Requirement =>
Print all records exactly, leaving nothing out.

Given information =>
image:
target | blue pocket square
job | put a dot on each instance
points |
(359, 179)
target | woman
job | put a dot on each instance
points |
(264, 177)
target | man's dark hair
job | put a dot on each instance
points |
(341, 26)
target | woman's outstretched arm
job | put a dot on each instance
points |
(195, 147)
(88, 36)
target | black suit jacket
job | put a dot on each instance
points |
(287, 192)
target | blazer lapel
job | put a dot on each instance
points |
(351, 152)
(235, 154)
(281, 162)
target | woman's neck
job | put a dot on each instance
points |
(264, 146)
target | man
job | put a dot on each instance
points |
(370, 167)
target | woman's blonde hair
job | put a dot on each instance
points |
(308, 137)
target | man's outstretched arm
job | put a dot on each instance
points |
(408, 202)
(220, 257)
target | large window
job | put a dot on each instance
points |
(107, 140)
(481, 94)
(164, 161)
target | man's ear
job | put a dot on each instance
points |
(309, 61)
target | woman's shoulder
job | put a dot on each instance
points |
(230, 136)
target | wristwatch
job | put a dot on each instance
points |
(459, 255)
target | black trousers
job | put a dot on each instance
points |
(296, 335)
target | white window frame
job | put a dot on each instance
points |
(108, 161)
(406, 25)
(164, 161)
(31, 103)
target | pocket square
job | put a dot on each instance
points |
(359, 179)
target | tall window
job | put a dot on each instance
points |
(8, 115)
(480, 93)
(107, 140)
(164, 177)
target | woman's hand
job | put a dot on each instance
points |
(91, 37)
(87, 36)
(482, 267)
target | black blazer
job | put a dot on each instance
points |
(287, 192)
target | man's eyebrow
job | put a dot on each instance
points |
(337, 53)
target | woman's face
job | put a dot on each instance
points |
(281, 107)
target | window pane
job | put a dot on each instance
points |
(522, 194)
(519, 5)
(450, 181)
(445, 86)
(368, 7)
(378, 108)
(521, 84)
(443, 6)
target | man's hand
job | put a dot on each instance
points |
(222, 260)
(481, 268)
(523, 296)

Task solution =>
image:
target | blue pocket square
job | put a dot on each instance
points |
(359, 179)
target | woman
job | put a dot on each instance
points |
(264, 177)
target | man's dark hair
job | put a dot on each instance
points |
(341, 26)
target | woman's outstretched arm
job | put a dot on each instance
points |
(195, 147)
(88, 36)
target | black suit jacket
job | put a dot on each instance
points |
(287, 192)
target | blazer lapel
job | put a dot on each instance
points |
(351, 152)
(235, 154)
(281, 162)
target | woman's neck
job | put a dot on each instance
points |
(264, 146)
target | man
job | put a dot on each instance
points |
(370, 167)
target | woman's blonde hair
job | put a dot on each instance
points |
(308, 137)
target | man's outstretched arm
job | put a dot on each instance
points |
(408, 202)
(220, 257)
target | large window
job | put a dot on each instance
points |
(107, 140)
(481, 94)
(164, 161)
target | man's ear
job | put a dot on each instance
points |
(309, 61)
target | woman's shoulder
job | put a dot on each instance
points |
(230, 136)
target | wristwatch
job | put a dot on each instance
points |
(459, 255)
target | black trousers
job | put a dot on each instance
points |
(296, 335)
target | white window frame
job | put a dot on each instance
points |
(108, 161)
(406, 25)
(164, 161)
(31, 103)
target | pocket square
job | put a dot on each instance
points |
(359, 179)
target | tall window
job | put a dot on each instance
points |
(8, 115)
(480, 93)
(107, 140)
(164, 177)
target | woman's hand
job | put a dot on each instance
points |
(91, 37)
(87, 36)
(482, 267)
target | black blazer
job | put a dot on each instance
points |
(287, 192)
target | man's eyebrow
job | put a dot on each instance
points |
(337, 53)
target | woman's face
job | put a dot on each instance
points |
(281, 107)
target | window pane
job | put a dot on each instance
points |
(522, 194)
(519, 5)
(450, 181)
(445, 86)
(368, 7)
(378, 108)
(521, 84)
(443, 6)
target | man's hand
job | put a dot on each instance
points |
(222, 260)
(481, 268)
(523, 296)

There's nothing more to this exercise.